**Stored rows**.

----

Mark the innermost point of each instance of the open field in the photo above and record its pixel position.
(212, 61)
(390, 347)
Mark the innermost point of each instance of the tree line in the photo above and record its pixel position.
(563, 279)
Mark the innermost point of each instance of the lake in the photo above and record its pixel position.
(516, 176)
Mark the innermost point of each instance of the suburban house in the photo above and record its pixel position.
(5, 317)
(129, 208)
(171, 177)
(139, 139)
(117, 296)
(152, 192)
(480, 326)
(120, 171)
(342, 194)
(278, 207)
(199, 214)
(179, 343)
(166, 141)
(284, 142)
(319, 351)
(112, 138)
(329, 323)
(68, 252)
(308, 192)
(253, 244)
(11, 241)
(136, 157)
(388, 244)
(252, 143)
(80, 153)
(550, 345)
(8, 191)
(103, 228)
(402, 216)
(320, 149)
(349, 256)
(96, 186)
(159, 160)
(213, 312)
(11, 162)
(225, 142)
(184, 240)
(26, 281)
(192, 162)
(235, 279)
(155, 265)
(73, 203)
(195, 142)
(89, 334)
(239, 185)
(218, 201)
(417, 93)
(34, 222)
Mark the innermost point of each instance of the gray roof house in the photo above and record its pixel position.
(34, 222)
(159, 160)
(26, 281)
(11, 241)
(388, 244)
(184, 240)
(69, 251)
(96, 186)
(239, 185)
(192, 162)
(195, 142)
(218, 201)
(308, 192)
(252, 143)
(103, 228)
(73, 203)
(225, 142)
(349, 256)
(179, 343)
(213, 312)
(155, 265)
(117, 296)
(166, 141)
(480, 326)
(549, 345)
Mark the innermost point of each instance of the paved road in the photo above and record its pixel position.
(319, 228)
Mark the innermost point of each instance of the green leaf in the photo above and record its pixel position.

----

**Exercise task**. Rewrite every line from the one containing "Mark the innermost point of each instance of the suburban" through the last line above, both ends included, and shift each coordinate value in the answers up by 13. Output only those lines.

**Result for this task**.
Mark the innermost point of each instance of the suburban house in the photo above and record its pixel position.
(18, 330)
(142, 221)
(184, 190)
(152, 152)
(130, 309)
(165, 205)
(493, 339)
(133, 184)
(355, 207)
(291, 220)
(212, 227)
(192, 356)
(179, 154)
(297, 155)
(332, 364)
(125, 151)
(342, 336)
(81, 265)
(321, 205)
(266, 257)
(24, 254)
(149, 170)
(401, 257)
(265, 156)
(93, 166)
(563, 358)
(21, 204)
(116, 241)
(415, 229)
(333, 162)
(362, 269)
(109, 199)
(172, 173)
(226, 325)
(24, 175)
(238, 155)
(197, 253)
(39, 294)
(205, 175)
(248, 292)
(168, 278)
(86, 216)
(208, 155)
(102, 347)
(252, 198)
(231, 214)
(430, 106)
(47, 235)
Mark the innermost point of each instance of the gray roof house in the photo above and record its pixel position.
(47, 235)
(172, 173)
(39, 294)
(24, 254)
(401, 257)
(197, 253)
(82, 264)
(109, 199)
(252, 198)
(205, 175)
(208, 155)
(231, 214)
(321, 205)
(265, 156)
(116, 241)
(86, 216)
(238, 155)
(362, 269)
(192, 356)
(226, 325)
(168, 278)
(130, 309)
(179, 154)
(493, 339)
(562, 358)
Mark the innermost point of each instance of the paved road in the photo above and record its pixel position.
(332, 241)
Mark the innermost point of each instance of the green leaf in the photo above and record its pixel position.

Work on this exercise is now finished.